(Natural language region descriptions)
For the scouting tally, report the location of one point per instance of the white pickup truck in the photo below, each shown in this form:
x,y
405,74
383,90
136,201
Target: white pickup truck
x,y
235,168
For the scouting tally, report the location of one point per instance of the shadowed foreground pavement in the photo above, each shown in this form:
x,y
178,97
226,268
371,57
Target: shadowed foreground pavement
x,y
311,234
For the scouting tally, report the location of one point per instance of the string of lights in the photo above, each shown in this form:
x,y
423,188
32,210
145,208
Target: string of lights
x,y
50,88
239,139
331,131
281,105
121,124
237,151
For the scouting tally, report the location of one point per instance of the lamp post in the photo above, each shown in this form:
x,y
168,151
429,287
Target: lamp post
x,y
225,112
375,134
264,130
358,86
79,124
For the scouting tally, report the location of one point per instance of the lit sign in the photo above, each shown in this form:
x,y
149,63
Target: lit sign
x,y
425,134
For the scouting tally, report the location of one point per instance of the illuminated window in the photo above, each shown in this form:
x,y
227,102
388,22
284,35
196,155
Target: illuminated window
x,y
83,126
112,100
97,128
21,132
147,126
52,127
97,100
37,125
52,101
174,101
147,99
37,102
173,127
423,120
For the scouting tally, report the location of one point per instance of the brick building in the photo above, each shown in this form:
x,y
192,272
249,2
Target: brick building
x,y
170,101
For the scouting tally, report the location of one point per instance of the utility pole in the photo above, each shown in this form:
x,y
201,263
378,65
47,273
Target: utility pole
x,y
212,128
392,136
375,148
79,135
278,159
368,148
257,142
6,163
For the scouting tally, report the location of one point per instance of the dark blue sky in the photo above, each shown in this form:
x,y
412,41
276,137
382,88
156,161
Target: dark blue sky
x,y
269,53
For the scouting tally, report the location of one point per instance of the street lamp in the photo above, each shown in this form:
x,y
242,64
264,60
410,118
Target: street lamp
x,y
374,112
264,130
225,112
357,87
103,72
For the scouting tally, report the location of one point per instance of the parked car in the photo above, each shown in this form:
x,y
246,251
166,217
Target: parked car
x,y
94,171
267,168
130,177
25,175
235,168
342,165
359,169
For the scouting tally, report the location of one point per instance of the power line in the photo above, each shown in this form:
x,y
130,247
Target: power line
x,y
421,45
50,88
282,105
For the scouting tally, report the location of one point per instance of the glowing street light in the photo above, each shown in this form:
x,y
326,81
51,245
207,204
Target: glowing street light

** What is required **
Reproduce each record exactly, leaving nothing out.

** Reply to the exercise **
For the scouting tally, report the location of one point per instance of the white pickup truck in the photo below, each shown in this form:
x,y
405,74
383,90
136,201
Target: white pickup truck
x,y
235,168
For the scouting tally, report the location of one point per instance of the shadowed foreground pavement in the photo above, each shown in this form:
x,y
178,97
226,268
371,57
Target: shadowed foreground pavement
x,y
311,234
For the scouting tally, report the location of one point per instance of the string of lights in the photo above, each shown in this form:
x,y
423,188
32,210
145,208
Target: string of lights
x,y
50,88
239,139
331,131
281,105
121,124
237,151
For the scouting tally, report the location of one point per instance of the lamp post in the photo above, each shown in this form:
x,y
168,151
429,287
Target: lamp post
x,y
225,112
375,134
264,130
358,86
79,124
For the scouting tally, report the location of one point per instance of the lit sign in the photo above, each shown in this form:
x,y
149,63
Target: lit sign
x,y
425,134
For the scouting tally, report the location of one point per instance of the illuminated window in the photo above, each shown in this form:
x,y
227,102
388,22
284,35
196,155
Target: illuminated window
x,y
83,126
112,100
97,128
21,132
147,126
52,127
97,100
37,125
52,101
174,101
147,99
37,102
173,127
423,120
For the scouting tally, report the location of one point per instance of the brick building in the photo above, each shown in this form:
x,y
192,272
249,2
Target: brick building
x,y
170,101
For the scouting tally, report the location of one point per instance of the utility pole in the photo above, each shown in this form:
x,y
201,263
378,65
47,273
Target: utility pole
x,y
212,128
392,136
375,148
79,135
278,159
368,148
257,142
6,163
For the scouting tally, report the location of one point per instance of the dark blue sky in the photo above, each shown in this form:
x,y
412,41
276,137
382,88
156,161
Target: dark blue sky
x,y
269,53
For the scouting tally, report the location of one point per instance of the street lamp in the photo above, each shown in this form:
x,y
242,64
264,60
410,118
Target: street lamp
x,y
374,112
264,130
225,112
357,87
103,72
For the scouting tally, report the location of one point per instance of the parked car in the photo above, each shown in this form:
x,y
246,251
166,217
Target: parked car
x,y
94,171
267,168
130,177
25,175
235,168
342,165
359,169
For the scouting tally, report the location of one point per instance of the power line in the photo above, each shown in this form:
x,y
130,247
Target: power line
x,y
421,45
50,88
282,105
For the scouting tally, report the location of one point per instance of the glowing street light in the photo above, each shown in this form:
x,y
326,81
51,245
207,204
Target: glowing street light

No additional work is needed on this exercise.